### Document segment
■ ■ ■ ■ ■

Emerging young trainer Samantha Logan sent out an eye-catching winner at Matamata on Wednesday when the eye-wateringly-named Colin Oscopy (NZ) (Zed) broke maiden ranks over 2000m.
The four-year-old son of Zed looks a stayer of real promise after racing to a seven and a half length success, with Logan happy to take her time with the gelding.
“We have always had a high opinion of him, but he has just taken a bit of time, being by Zed, so I think getting up in trip and a wet track, in addition to giving him a bit of time to mature, he is starting to put it all together,” she said.
“I think next year is going to be his year. We will just tick him through the grades quietly this winter and put him out and bring him back next year with a view to some nicer races. At this stage we are not getting too far ahead of ourselves, but we think he is a very progressive type.”
While Grangewilliam Stud stallion Zed has made a name for himself as a sire of star staying mare Verry Elleegant, as well as high-class stayer Waisake, the stallion is also well known as a sire of top-level jumpers, which opens up multiple options for the likes of Colin Oscopy.
“We have jumped him,” Logan said. “We do a little bit of work over the logs with our staying horses just to keep their minds occupied. He is a lovely jumper, so that discipline could be on the cards down the track.”

■ ■ ■ ■ ■

[Named-object pointing data]
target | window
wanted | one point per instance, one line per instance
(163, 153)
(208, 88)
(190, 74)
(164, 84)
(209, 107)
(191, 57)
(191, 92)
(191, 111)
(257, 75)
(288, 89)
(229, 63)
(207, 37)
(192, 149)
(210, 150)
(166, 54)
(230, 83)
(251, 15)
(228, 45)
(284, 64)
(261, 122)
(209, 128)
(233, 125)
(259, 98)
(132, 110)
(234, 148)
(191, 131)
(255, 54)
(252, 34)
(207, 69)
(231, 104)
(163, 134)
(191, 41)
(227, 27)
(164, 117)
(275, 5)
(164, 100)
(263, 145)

■ ■ ■ ■ ■

### Tasks to perform
1 – Answer these questions from the racing report.
(a) Over what distance did Colin Oscopy break maiden ranks at Matamata?
(b) By what margin did he win?
(c) Which star staying mare is named as a product of the stallion Zed?
2 – Print the part of the racing report that opens with the words containing "The four-year-old son" and closes with "with the gelding.".

### Results of the exercise
1 –
(a) 2000m
(b) Seven and a half lengths
(c) Verry Elleegant

2 –
The four-year-old son of Zed looks a stayer of real promise after racing to a seven and a half length success, with Logan happy to take her time with the gelding.